[Items drawn from a data source]

"""

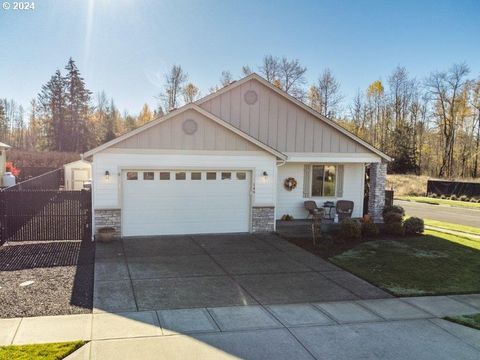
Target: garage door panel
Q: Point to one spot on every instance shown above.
(160, 207)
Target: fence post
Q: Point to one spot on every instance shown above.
(3, 218)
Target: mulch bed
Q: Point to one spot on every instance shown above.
(331, 247)
(62, 275)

"""

• Directions for this task:
Please copy every line of the listing above word for word, leaving out the pictures.

• The completed task:
Target: garage door panel
Q: Point to one spot on every instance shown above.
(160, 207)
Target: fence post
Q: Point to one spot on every instance shown above.
(3, 218)
Target: mulch bed
Q: Point to one spot on every instance shown above.
(331, 247)
(62, 275)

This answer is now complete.